### SHORT TASK
Using the entries below, return word for word the lines from the one containing "Place one keypoint on each instance of the yellow grass" up to and including the last.

### MATERIAL FOR THIS EXERCISE
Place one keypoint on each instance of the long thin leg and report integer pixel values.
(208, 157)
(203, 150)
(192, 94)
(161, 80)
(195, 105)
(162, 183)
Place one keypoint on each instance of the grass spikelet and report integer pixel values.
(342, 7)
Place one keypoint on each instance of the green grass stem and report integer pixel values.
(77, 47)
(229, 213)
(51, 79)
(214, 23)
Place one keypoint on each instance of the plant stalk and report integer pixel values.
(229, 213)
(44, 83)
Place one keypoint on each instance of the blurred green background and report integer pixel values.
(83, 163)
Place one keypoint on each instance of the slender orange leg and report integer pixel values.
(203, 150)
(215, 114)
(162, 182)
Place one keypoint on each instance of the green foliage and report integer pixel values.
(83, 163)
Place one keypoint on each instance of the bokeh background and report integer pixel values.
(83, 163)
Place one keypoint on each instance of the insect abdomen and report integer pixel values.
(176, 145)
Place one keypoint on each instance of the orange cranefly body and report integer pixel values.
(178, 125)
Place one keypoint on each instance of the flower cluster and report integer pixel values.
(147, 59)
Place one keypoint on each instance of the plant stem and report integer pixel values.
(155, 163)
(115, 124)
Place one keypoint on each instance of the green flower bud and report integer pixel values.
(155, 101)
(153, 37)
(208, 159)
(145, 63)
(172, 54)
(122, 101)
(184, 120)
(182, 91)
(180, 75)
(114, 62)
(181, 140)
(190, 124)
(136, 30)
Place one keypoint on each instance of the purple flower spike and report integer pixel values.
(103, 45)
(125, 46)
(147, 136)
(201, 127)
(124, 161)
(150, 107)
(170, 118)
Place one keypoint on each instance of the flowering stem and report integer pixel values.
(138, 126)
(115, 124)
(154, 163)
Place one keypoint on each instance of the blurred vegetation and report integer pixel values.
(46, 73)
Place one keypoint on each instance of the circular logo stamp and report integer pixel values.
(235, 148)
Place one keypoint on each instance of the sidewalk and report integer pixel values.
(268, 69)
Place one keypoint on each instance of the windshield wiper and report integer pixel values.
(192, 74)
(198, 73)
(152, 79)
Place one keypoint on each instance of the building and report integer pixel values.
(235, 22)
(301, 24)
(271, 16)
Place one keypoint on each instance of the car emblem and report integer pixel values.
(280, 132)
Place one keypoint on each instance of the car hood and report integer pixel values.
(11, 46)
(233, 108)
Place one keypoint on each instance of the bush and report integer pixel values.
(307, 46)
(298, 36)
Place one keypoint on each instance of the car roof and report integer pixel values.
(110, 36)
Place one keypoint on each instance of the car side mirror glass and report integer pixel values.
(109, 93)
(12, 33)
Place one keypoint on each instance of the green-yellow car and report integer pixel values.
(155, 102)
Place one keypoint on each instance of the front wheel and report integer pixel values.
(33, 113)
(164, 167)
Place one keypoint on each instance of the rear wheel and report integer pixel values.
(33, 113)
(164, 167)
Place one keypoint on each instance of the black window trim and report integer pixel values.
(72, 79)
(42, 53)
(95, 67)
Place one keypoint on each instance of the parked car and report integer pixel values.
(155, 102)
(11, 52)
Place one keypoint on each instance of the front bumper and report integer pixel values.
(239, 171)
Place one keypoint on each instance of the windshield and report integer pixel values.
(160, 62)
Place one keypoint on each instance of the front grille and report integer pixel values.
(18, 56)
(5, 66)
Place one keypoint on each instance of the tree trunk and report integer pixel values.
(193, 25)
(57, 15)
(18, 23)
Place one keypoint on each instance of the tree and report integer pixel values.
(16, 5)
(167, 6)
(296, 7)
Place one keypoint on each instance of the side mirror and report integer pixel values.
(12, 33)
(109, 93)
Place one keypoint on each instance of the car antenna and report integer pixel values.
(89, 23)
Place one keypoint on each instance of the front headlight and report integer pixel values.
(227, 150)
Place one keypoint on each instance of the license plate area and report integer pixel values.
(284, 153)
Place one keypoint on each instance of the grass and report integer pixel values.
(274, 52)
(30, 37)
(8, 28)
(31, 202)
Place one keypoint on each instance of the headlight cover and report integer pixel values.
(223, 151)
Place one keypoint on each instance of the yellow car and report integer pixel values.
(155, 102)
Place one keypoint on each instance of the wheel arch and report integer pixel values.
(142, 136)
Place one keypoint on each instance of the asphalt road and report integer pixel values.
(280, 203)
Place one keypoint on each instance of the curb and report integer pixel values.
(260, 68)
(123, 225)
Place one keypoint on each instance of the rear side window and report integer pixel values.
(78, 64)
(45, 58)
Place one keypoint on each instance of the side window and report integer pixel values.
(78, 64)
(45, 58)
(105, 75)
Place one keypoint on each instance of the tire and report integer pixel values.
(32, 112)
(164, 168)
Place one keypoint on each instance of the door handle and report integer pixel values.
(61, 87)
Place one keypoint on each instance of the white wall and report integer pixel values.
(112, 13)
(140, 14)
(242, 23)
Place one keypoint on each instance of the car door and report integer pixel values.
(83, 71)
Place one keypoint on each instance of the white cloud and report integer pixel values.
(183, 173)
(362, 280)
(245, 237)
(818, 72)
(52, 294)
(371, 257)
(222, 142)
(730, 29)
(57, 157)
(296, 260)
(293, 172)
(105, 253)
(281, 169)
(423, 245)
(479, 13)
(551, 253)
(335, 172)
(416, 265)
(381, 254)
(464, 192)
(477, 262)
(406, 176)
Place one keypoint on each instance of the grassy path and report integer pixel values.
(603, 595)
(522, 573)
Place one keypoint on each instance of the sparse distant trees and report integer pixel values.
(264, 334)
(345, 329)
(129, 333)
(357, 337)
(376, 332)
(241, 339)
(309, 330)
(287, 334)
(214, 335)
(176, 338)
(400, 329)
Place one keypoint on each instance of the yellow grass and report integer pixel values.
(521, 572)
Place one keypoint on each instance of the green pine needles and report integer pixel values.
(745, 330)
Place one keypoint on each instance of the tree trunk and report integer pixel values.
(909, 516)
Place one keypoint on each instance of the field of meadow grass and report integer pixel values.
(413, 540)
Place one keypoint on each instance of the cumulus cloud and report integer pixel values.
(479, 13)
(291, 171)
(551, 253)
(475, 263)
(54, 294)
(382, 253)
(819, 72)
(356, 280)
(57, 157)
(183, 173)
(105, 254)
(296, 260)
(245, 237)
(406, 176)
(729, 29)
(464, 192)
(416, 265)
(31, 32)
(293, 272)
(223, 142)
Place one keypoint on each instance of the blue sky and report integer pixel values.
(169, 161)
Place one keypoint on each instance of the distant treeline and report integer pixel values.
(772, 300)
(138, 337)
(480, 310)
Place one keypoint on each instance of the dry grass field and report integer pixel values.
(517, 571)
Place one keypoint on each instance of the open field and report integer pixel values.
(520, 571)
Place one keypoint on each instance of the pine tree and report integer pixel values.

### TASK ANSWER
Place one keypoint on each instance of the yellow grass and report integer pixel values.
(521, 572)
Place one keypoint on each instance of the green pine needles and report integer pixel values.
(745, 330)
Place one keypoint on each instance of the tree trunk and report integer pixel values.
(909, 516)
Place one keypoint on each instance of the field of meadow grass and report integer pixel values.
(413, 540)
Place one keypoint on each instance of the cumulus cloud and report integer pixel values.
(479, 13)
(291, 171)
(551, 253)
(475, 263)
(54, 294)
(382, 253)
(819, 72)
(356, 280)
(57, 157)
(183, 173)
(105, 254)
(296, 260)
(245, 237)
(406, 176)
(729, 29)
(464, 192)
(416, 265)
(31, 32)
(293, 272)
(223, 142)
Place one keypoint on each instance of the blue sky and report integer pixel values.
(169, 161)
Place one keypoint on each instance of the distant treeline and report integer pixel values.
(772, 300)
(138, 337)
(480, 310)
Place one keypoint on each instance of the dry grass field and report integer pixel values.
(517, 571)
Place one keypoint on each instance of the open field and report integer pixel values.
(520, 571)
Place one keypoint on each instance of the pine tree and report integer pixel values.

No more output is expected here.